■ Required work ■
Reproduce word for word the stretch of the records below from the line containing "target | golden brown muffin" through the end of the records.

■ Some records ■
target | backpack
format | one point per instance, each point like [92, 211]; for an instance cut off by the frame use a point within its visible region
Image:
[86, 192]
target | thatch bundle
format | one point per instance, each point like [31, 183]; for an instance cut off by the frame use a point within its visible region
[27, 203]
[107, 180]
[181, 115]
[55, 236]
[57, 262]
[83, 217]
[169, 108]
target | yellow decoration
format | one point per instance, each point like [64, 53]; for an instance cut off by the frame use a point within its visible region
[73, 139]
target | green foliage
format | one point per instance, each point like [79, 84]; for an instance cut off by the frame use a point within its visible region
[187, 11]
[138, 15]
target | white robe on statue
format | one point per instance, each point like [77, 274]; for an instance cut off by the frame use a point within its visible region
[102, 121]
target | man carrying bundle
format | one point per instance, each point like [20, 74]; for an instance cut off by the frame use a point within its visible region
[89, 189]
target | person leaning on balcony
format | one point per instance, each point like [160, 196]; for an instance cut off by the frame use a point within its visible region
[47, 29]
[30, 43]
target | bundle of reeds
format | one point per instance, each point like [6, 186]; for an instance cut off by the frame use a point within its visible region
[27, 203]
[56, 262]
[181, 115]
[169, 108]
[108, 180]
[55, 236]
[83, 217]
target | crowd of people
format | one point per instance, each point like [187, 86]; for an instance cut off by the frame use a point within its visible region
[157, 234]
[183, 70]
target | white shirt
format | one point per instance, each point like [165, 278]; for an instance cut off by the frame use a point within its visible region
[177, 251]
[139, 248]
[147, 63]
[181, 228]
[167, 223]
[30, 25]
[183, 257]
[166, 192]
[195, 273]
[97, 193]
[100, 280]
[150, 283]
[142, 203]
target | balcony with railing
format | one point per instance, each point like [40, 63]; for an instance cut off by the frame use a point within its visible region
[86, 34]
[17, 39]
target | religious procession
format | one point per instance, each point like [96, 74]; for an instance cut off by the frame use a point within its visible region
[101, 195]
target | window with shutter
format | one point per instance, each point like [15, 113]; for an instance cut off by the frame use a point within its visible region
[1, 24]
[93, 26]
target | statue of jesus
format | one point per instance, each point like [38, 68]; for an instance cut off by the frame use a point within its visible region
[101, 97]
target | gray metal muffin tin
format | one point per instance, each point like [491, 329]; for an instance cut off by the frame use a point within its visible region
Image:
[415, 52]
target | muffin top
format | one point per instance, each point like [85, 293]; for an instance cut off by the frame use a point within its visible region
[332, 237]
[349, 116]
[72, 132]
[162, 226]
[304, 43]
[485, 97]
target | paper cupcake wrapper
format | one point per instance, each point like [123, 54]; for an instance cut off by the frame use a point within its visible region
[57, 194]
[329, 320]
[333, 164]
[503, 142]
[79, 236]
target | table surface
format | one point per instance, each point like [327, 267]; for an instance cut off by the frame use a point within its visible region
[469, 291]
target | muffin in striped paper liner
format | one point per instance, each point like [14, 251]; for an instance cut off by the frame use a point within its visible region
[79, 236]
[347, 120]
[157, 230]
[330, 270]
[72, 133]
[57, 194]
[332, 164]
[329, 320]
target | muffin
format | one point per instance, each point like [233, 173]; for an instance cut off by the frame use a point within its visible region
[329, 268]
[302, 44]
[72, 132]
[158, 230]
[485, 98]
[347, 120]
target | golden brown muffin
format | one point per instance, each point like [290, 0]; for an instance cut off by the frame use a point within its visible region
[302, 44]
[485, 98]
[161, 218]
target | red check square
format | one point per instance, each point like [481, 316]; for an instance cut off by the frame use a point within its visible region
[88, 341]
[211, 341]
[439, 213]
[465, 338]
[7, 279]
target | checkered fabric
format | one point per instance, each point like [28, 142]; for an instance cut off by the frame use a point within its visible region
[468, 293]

■ The result ■
target | golden brown muffin
format | one point per instance, each point like [290, 0]; for an instance cut off by the frame use a point within its visible region
[302, 44]
[485, 98]
[161, 218]
target | red check square
format | one point per instance, each point like [481, 316]; for an instance cut off by the frame use a point within its visible region
[88, 341]
[211, 341]
[439, 213]
[465, 338]
[7, 279]
target | checkered fabric
format | one point per instance, each point like [28, 142]; for an instance cut off by the frame use a point within its visible region
[468, 293]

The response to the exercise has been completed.